**WHAT THE TASK ASKS**
Only the number should be given: how many lines below contain "wall".

§ §

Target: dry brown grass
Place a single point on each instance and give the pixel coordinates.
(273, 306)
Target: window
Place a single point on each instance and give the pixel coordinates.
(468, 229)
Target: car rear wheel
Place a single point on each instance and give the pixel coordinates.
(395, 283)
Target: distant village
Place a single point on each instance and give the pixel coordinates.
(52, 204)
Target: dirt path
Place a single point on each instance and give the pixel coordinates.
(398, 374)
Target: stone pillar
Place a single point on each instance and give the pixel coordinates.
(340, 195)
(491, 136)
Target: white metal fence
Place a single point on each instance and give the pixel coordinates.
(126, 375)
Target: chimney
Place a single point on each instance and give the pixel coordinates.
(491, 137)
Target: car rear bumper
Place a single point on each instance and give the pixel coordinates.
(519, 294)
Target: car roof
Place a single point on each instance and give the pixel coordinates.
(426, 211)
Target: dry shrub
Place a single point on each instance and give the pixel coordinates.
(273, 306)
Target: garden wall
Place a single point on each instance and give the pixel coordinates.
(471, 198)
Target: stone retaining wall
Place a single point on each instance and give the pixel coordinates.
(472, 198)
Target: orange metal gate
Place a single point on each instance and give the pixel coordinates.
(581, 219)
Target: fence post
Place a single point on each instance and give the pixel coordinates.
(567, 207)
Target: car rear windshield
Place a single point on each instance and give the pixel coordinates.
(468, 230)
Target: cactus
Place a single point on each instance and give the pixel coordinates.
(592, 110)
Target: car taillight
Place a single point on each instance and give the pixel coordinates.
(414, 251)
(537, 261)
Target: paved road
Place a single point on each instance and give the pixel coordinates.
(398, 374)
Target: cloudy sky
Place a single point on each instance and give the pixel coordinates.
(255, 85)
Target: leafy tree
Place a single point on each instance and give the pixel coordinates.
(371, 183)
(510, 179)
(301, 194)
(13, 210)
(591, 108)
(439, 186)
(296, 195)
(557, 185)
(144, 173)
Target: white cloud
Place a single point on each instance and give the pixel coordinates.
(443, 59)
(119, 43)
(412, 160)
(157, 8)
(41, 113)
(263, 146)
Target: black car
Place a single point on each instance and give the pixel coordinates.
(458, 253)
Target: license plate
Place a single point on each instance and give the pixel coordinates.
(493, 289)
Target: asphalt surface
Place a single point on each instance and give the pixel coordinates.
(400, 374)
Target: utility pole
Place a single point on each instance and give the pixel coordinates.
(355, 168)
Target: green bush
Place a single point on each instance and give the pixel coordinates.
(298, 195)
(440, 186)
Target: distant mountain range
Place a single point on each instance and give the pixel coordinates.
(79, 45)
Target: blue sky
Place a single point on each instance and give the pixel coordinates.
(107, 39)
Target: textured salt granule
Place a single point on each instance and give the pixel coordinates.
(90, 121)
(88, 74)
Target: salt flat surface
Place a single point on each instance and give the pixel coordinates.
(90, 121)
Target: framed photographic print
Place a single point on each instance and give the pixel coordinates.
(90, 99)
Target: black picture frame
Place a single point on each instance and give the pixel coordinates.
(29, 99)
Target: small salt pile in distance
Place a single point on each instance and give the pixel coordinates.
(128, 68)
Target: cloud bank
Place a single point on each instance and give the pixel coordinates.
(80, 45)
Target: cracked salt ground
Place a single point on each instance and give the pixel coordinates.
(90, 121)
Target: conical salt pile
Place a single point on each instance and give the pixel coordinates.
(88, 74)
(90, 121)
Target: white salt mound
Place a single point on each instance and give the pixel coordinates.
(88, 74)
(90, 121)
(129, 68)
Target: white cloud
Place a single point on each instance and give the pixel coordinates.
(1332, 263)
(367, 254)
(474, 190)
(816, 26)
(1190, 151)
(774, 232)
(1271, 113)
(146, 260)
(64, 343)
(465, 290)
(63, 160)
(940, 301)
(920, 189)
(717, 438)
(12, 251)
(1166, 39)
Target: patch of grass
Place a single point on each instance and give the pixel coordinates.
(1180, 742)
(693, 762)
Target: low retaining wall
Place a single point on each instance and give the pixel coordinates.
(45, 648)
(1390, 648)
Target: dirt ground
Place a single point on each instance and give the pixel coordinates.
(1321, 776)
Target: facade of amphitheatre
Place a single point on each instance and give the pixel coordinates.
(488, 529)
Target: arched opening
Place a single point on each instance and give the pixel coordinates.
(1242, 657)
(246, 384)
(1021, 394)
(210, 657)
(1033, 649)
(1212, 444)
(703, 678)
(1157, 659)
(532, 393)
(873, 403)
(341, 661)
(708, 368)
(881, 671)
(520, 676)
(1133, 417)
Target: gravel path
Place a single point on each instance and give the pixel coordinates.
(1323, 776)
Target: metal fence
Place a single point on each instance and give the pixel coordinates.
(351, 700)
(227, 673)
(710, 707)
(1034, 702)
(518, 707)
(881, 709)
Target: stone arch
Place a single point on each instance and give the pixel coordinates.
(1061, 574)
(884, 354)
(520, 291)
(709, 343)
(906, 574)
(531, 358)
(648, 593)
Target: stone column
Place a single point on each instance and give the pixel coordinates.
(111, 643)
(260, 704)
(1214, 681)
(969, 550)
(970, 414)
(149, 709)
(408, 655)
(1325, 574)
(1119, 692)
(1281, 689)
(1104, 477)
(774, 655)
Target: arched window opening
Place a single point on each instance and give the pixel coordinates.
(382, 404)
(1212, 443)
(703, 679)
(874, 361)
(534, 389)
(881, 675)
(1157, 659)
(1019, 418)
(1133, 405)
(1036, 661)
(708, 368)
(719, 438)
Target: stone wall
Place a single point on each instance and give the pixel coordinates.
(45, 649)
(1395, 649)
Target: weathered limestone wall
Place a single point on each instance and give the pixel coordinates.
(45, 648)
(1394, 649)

§ §

**TASK RESULT**
5